Extracted text:
* * * * * * *
It is, according to my unique understandings of capitalism, because what the word "economics" actually implies is the management of large groups of persons. In earlier periods of history, under different forms of social organization, Europeans were not faced with this. There were different forms of social organization that  did not imply this kind of large-scale population management.
     I think this is true. I am simultaneously aware that the so-called "conservative" persons of the time would not have liked to admit this. Put more strongly: they couldn't. This is a little difficult to explain here, since there are a variety of ways of seeing the light on this topic, but at any rate the "conservative" philosophical tendency - simply put - could not admit to this or be witness publicly to this. So, the interesting thing is: that's the story of economics (the study thereof). They really needed a different version of the facts, and they set out to create one. This is how, over time -- i.e. until the present enlightened age -- the science of economics was "managed." This is a conflict concerning the actual nature of capitalism vs. what persons were able to admit.

Let's observe actual capitalists. Here, I mean the producers, no not the Broadway play that was so funny, nor the film that was made, but "the owners." This includes a large number of persons with conservative views of course. And of course you see them clearly maintaining a divide between themselves and their employees. After all, this ain't socialism. My Dad was like that, though, and he was a liberal, so forget about the "conservative" thing. This is a very common attitude, though, on the part of owners, i.e. the owners of the means of production.
* * * * * * *
Provided material:
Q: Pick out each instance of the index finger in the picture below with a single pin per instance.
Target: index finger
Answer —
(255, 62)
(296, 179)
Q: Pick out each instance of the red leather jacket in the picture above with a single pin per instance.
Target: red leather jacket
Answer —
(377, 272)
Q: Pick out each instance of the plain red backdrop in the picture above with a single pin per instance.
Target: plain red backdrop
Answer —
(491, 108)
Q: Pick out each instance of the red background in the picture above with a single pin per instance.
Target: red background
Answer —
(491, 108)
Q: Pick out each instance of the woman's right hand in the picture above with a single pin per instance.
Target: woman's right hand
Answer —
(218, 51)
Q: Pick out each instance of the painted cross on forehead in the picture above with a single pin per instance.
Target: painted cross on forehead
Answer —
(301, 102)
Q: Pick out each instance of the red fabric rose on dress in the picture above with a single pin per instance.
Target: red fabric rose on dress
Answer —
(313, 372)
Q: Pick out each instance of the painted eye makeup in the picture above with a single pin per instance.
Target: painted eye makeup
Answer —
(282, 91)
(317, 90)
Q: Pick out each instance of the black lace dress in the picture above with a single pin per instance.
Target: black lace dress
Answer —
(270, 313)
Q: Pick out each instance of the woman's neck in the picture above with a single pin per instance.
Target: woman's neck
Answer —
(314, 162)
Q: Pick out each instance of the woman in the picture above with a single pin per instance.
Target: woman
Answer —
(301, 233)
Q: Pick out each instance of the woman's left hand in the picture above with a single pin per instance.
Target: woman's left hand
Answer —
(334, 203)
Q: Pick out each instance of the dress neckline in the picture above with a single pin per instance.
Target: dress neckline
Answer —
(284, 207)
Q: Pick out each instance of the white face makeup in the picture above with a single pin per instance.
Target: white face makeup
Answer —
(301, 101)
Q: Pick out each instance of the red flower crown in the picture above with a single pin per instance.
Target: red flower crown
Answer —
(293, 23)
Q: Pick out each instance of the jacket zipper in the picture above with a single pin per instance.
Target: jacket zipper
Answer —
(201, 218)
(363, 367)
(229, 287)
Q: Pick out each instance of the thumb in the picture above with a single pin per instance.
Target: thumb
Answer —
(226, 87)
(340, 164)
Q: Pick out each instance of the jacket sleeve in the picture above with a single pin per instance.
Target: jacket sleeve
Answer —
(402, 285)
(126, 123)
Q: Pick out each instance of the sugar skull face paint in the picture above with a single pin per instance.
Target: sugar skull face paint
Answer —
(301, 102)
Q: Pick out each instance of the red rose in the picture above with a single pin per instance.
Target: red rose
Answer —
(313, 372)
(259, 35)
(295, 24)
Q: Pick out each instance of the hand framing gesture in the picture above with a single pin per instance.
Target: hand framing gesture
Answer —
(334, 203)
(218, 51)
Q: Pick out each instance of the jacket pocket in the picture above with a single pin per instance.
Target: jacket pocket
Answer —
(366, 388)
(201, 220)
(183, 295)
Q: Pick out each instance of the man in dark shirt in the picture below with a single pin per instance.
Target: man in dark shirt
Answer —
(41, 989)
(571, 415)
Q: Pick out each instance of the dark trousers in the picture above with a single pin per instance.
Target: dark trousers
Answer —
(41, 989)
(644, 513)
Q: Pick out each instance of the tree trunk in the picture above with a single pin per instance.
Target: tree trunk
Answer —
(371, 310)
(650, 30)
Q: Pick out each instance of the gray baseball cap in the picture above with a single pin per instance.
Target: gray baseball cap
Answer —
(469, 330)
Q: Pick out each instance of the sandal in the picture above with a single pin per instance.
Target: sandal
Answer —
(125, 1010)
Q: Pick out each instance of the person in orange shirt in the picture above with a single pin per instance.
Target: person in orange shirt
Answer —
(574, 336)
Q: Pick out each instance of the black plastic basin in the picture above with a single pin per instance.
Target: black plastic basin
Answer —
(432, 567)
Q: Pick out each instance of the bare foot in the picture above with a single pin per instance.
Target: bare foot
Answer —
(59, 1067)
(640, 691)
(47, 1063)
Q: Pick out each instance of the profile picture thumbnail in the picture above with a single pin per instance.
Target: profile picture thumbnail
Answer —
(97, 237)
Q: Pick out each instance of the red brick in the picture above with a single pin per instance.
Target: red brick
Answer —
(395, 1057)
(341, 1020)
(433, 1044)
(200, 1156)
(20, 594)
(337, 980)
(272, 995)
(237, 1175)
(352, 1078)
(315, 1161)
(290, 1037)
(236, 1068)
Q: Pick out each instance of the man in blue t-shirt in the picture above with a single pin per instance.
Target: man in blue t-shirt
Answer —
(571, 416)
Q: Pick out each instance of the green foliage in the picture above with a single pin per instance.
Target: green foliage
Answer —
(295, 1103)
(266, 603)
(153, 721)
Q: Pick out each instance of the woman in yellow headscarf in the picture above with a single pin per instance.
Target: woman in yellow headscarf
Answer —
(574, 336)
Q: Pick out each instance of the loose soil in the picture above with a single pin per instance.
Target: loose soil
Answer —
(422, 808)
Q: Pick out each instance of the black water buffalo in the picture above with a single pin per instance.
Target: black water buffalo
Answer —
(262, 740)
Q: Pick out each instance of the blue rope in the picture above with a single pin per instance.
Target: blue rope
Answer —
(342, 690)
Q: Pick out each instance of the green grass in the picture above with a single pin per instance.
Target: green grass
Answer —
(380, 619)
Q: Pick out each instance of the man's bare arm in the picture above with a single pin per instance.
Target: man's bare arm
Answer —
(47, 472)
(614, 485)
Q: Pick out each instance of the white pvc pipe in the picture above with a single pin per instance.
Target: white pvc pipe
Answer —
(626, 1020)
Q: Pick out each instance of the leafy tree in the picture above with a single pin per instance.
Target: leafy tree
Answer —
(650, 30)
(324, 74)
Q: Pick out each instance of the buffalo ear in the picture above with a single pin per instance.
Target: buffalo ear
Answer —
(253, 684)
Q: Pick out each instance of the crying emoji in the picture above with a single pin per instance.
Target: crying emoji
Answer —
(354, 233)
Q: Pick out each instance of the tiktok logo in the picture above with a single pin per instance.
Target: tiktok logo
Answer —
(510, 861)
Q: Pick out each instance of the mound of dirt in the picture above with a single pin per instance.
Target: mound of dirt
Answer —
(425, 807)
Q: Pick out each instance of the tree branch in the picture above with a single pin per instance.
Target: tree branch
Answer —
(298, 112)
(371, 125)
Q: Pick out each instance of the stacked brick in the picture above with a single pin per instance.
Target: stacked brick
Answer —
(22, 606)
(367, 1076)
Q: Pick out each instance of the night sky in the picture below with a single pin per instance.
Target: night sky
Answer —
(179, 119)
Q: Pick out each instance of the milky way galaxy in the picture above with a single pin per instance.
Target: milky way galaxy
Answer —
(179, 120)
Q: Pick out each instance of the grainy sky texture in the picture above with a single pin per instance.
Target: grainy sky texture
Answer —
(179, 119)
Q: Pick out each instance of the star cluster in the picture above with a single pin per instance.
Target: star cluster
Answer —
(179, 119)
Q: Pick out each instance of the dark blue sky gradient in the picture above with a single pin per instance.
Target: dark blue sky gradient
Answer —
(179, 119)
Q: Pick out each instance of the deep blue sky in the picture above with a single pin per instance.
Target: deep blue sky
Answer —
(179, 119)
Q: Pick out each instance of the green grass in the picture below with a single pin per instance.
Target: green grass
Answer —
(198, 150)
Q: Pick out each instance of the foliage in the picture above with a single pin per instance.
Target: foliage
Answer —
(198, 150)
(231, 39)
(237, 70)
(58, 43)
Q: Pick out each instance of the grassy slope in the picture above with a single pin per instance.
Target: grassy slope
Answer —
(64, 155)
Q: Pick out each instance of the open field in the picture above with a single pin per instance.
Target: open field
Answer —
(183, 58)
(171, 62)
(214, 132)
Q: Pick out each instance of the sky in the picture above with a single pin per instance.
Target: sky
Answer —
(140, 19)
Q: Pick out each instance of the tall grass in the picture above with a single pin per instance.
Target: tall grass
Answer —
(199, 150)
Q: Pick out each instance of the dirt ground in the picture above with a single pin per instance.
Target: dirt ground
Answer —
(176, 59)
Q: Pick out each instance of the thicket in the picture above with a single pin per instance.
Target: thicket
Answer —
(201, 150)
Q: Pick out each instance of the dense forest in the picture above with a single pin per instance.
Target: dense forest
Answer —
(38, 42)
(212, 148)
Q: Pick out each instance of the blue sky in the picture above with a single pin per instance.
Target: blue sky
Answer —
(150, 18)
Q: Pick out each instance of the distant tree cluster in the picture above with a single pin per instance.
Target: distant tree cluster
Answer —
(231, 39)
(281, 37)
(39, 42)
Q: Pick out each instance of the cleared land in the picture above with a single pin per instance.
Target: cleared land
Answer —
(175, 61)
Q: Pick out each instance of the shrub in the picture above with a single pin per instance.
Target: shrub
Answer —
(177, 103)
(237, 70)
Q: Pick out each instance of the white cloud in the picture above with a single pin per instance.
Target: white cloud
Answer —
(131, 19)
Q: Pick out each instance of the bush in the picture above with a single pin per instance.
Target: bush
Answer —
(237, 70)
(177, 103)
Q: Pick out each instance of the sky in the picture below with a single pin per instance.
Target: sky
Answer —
* * * * * * *
Actions to take:
1 - Decide whether each statement below agrees with the passage on capitalism. For each, answer yes or no and quote the words of the passage that settle it.
(a) The writer's father held conservative views.
(b) Owners are described as keeping a divide between themselves and their employees.
(c) The passage says the science of economics was "managed."
2 - How many lines of the listing contain the string "lace"? Case counts; reply with the number alone.

Answers by task:
1 -
(a) No: "he was a liberal"
(b) Yes: "you see them clearly maintaining a divide between themselves and their employees"
(c) Yes: "the science of economics was "managed.""

2 - 2